### ОТРЫВОК ДЛЯ ЧТЕНИЯ
****************
С конца 1930‐х годов последователь Ч. С. Пирса американский семиотик Ч. Моррис разрабатывает бихевиористскую теорию, описывающую искусство как пространство иконических знаков, имеющих особую «значимость» (value). Иконичность в его концепции отличается от простого подобия означающего означаемому:

Иконический знак обозначает любой предмет, у которого есть свойства (на практике – выборочные свойства), которыми обладает сам знак. Поэтому, когда интерпретатор воспринимает носитель иконического знака, он воспринимает напрямую ровно то, что им обозначается [Morris 1939: 420–421].

Но иконичность, подчеркивается здесь, – недостаточная характеристика художественного, поскольку она сама по себе определяет вообще любую разновидность пикториальной репрезентации (например, дорожный знак тоже иконичен). Лишь когда десигнат иконического знака становится «ценностной значимостью» (value), знак делается эстетическим: «Эстетический знак – это иконический знак, десигнатом которого является значимость» [ibid.]. Значимость не содержится в объектах как таковых, а порождается актом восприятия. Такая концепция помещает эстетический знак в процесс интерпретации, увязывая тем самым два измерения знаковых систем – семантическое и прагматическое.
****************
### ФРАГМЕНТЫ НАБОРА ДАННЫХ
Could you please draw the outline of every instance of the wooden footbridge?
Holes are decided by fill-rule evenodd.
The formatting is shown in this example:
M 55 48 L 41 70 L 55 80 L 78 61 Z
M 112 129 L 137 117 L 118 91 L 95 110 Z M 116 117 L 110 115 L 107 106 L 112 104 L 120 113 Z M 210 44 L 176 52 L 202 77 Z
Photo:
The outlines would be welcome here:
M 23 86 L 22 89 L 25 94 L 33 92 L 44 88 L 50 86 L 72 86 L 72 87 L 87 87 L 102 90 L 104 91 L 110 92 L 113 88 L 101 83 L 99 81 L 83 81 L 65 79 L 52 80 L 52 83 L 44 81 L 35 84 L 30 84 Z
****************
### ОПИСАНИЕ ЗАДАНИЯ
Как перевести на английский язык предложение из отрывка о теории Морриса: «Значимость не содержится в объектах как таковых, а порождается актом восприятия.»?

### РЕЗУЛЬТАТ ВЫПОЛНЕНИЯ
Value is not contained in objects as such but is generated by the act of perception.